### LESETEXT
The Assistant – Kritik

Neu auf DVD: Kitty Greens als #metoo-Film angekündigter The Assistant skandalisiert nicht den Extremfall, sondern erschüttert mit zitternden Händen einen jungen Glauben an Gerechtigkeit.

Die schöne Überraschung eines Films, dem der Ruf vorausgeeilt ist, eine gesellschaftliche Debatte zu illustrieren: In keinen großen Gewaltmomenten, die fürs Kino leicht auszubeuten wären, sondern in zwei papierenen Handlungen kondensiert Kitty Green das, worum es bei #metoo geht. Nicht Anklage und Verteidigung, nicht Täter und Opfer stehen als Modi und Begriffe im Raum von The Assistant, sondern die Banalität der Macht, in ihrem konkreten und alltäglichen Wirken. Den Weinstein-artigen Medienmogul, in dessen Unternehmen die Protagonistin Jane (Julia Garner) erst seit Kurzem arbeitet, werden wir über die gesamte Laufzeit nicht zu Gesicht bekommen, weil das Patriarchat keine Kommandozentrale besitzt, sondern ein mal weit-, mal engmaschiges Netz ist.

Nur ein Arbeitstag

Die Filmhandlung umfasst einen einzigen Arbeitstag, an dem sich Jane von Papierstau bis Spontan-Kinderbetreuung um so ziemlich alles kümmert, auch die wütende Frau des Big Boss ist zweimal am Telefon. Ganz nüchtern und genau wird Jane bei ihren Büroarbeiten von Michael Lathams Kamera in den Blick genommen, und Julia Garner gelingt es, den Alltag der Assistentin zwischen männlichen Angestellten in eine prekäre körperliche Präsenz zu übertragen, die nicht nur alte Lieder von menschlicher Verletzbarkeit hinter Fassaden singt. Garner ist vielmehr in jedem Moment die Anstrengung anzusehen, im Büro nicht nur die richtigen Dinge tun, sondern dabei auch stets den richtigen Ton, das richtige Lächeln, die richtige Ansprache in der E-Mail treffen zu müssen. Selbst der Pseudo-Augenhöhen-Umgang mit den kumpeligen Typen, mit denen sie sich den Raum teilt, ist harte Arbeit.

### AUFGABENSTELLUNG
Welchen Zeitraum umfasst die Handlung von The Assistant laut der Filmkritik?

### EXTRAHIERTE ZEILEN
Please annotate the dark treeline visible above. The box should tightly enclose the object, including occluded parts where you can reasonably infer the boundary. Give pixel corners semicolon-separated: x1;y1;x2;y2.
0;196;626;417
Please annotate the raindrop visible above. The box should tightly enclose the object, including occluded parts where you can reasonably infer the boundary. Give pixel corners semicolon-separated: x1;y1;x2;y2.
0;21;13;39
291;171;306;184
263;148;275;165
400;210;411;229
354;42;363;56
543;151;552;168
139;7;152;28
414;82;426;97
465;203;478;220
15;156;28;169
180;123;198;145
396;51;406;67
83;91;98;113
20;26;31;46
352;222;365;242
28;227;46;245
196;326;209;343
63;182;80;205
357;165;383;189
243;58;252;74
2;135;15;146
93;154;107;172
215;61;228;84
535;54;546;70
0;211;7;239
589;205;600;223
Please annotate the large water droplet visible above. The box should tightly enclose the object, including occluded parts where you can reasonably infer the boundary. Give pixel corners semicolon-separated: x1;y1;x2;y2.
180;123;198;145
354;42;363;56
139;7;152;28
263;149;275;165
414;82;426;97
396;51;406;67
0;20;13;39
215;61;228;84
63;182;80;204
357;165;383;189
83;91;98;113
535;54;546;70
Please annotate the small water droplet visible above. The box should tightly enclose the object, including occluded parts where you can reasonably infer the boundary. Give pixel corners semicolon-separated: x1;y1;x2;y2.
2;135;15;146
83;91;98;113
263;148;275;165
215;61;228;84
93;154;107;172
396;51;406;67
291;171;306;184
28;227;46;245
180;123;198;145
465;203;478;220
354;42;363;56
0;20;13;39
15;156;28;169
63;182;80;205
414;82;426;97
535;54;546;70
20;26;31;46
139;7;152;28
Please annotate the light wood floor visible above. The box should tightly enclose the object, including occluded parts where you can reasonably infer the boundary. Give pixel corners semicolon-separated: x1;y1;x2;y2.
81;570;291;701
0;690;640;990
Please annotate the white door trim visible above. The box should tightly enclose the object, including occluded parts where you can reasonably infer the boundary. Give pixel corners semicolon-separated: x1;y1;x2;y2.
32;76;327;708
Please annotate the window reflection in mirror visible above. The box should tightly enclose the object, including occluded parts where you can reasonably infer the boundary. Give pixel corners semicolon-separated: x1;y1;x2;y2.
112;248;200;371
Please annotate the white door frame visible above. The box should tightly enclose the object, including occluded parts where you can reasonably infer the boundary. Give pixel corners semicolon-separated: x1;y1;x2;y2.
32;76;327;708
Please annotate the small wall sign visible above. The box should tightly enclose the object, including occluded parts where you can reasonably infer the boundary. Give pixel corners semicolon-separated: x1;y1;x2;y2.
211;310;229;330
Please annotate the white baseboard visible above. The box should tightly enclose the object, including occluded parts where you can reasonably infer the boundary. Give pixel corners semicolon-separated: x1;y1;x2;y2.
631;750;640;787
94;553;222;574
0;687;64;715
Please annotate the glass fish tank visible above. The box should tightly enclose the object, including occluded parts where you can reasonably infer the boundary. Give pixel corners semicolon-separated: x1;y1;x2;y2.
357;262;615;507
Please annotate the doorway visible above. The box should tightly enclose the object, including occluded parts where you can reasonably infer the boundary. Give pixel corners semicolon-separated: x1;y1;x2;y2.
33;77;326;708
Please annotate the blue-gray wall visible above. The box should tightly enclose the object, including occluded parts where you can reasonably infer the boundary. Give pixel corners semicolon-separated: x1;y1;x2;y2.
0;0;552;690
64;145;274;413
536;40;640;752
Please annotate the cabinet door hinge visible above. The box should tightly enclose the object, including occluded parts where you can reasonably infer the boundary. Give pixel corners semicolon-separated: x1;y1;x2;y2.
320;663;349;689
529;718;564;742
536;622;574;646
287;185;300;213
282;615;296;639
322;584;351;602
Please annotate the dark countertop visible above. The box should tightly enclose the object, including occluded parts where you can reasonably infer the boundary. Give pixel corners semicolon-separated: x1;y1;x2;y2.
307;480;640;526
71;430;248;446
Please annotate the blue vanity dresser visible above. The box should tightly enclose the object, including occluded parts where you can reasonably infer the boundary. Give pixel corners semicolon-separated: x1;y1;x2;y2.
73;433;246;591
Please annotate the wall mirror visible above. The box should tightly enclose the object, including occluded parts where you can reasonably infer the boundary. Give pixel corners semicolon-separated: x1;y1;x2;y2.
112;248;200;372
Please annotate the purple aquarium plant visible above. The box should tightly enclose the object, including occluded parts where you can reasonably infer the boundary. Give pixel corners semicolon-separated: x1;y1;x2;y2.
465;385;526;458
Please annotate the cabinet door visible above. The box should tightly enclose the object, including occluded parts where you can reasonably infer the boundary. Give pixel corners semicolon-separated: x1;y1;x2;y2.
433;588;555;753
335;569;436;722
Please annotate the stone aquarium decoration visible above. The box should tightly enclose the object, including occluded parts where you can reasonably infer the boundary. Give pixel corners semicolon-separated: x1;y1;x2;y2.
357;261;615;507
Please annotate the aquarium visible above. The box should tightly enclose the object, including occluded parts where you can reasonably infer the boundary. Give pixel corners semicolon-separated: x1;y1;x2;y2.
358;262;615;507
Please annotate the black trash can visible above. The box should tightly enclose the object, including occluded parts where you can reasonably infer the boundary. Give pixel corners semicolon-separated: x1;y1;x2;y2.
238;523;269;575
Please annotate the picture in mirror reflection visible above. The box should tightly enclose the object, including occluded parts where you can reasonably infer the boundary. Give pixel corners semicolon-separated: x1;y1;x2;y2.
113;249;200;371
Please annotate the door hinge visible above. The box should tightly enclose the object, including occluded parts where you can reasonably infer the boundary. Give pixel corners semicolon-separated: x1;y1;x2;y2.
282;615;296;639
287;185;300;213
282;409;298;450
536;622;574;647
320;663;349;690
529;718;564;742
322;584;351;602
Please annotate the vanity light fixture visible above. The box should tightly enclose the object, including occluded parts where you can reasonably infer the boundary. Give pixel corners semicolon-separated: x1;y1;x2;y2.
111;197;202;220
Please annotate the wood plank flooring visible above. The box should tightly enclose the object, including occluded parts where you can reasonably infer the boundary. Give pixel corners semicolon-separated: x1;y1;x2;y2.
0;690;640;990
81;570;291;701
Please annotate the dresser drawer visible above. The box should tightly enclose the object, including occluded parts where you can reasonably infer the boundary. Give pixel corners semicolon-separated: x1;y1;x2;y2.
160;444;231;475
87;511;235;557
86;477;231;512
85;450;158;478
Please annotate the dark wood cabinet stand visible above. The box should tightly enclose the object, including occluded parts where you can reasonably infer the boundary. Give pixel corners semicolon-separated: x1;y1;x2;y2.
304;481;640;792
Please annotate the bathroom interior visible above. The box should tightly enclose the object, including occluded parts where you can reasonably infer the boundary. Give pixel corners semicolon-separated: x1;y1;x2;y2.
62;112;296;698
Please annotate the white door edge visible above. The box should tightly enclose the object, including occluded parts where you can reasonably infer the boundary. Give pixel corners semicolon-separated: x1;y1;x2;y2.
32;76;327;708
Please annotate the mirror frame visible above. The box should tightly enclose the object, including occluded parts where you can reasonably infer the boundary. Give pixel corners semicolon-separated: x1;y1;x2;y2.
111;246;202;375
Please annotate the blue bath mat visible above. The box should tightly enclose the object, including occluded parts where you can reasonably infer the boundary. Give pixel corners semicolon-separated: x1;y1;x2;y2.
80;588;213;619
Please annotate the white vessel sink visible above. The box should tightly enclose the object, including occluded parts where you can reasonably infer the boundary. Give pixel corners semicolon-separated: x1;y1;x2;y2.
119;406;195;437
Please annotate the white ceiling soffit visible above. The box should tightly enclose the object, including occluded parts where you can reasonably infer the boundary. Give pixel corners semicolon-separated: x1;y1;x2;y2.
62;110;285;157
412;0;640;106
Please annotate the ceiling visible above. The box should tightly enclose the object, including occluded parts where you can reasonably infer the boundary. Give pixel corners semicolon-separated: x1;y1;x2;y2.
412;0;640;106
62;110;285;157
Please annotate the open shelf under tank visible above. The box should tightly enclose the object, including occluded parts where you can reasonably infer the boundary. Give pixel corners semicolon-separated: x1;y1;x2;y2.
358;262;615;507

### ANTWORTFELD
Die Handlung umfasst einen einzigen Arbeitstag.